**Required task:** From the material below, pull out each line that contains the word "butterfly" and copy it.

##### Task material #####

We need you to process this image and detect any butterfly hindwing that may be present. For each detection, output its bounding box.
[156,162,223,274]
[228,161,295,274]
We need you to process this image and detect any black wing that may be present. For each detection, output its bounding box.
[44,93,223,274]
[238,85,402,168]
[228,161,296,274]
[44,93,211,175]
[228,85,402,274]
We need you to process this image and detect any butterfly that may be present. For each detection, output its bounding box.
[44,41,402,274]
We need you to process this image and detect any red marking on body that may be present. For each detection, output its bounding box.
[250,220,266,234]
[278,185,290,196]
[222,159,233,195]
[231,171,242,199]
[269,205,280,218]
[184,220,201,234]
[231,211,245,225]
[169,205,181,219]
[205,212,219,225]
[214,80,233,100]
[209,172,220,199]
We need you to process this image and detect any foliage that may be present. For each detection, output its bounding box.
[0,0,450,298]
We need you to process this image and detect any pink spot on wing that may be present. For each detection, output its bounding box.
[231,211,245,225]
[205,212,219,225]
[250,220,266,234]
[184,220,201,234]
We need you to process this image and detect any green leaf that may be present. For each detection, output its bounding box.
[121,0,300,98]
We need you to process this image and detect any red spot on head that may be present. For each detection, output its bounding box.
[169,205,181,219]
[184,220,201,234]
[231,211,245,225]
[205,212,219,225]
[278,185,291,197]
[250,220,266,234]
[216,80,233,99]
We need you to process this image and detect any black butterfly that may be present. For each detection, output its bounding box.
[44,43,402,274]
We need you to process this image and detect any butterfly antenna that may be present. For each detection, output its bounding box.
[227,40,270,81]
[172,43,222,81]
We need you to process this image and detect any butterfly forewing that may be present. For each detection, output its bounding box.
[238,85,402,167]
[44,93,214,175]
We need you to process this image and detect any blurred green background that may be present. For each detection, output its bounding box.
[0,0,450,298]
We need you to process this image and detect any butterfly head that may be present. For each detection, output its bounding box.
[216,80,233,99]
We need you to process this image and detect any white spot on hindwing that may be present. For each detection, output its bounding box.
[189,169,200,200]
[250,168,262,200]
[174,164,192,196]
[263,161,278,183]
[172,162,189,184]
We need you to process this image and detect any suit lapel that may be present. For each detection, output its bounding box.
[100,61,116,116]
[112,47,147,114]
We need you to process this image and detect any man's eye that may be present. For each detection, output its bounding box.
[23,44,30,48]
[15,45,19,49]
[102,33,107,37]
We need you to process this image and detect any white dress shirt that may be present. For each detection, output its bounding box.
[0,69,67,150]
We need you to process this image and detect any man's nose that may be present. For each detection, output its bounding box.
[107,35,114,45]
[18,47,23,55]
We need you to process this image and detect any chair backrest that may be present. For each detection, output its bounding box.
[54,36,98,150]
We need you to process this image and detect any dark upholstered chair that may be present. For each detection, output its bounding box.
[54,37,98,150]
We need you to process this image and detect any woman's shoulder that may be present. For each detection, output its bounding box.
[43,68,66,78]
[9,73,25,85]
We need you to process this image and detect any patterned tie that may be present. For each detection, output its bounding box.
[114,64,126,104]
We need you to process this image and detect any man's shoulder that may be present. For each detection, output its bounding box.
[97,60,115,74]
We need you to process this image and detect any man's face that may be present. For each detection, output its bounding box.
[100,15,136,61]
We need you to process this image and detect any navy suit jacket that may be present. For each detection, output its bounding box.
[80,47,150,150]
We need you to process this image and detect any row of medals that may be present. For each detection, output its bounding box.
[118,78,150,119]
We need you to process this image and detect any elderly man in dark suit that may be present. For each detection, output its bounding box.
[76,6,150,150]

#####

**Exercise output:**
We need you to process this image and detect any butterfly hindwing that may be present. For each detection, output its bounding box.
We need you to process this image and detect any butterfly that may be present. For each detection, output its bounding box.
We need you to process this image and detect any black butterfly that may be present. For each detection, output its bounding box.
We need you to process this image and detect any butterfly antenna that may be present. For each detection, output its bounding box.
We need you to process this image and detect any butterfly forewing that may be present. For each detection, output its bounding box.
We need you to process this image and detect any butterfly head that may be present. For each detection, output its bounding box.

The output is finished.